─── SOURCE EXCERPT ───

HQQ-INT8-INT4 google/gemma-3-4b-it model

  • Developed by: pytorch
  • License: apache-2.0
  • Quantized from Model : google/gemma-3-4b-it
  • Quantization Method : HQQ-INT8-INT4
  • Terms of Use: Terms

Gemma3-4B is quantized by the PyTorch team using torchao with 8-bit embeddings and 8-bit dynamic activations with 4-bit weight linears (INT8-INT4). The model is suitable for mobile deployment with ExecuTorch.

We provide the quantized pte for direct use in ExecuTorch. (The provided pte file is exported with a max_seq_length/max_context_length of 1024; if you wish to change this, re-export the quantized model following the instructions in Exporting to ExecuTorch.)

Running in a mobile app

To run in a mobile app, download the quantized pte and tokenizer and follow the instructions here.

─── LISTING ───

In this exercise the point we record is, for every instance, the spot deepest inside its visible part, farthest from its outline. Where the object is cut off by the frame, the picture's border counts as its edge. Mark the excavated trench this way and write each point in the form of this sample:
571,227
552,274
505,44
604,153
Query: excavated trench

───

WHAT THIS TASK INVOLVES »
Answer these from the model card:
(a) Who is listed as the developer?
(b) What max_seq_length/max_context_length was the provided pte file exported with?
(c) What two items should be downloaded to run the model in a mobile app?
These entries have no connection to the model card.

OUTPUT »
(a) pytorch
(b) 1024
(c) The quantized pte and the tokenizer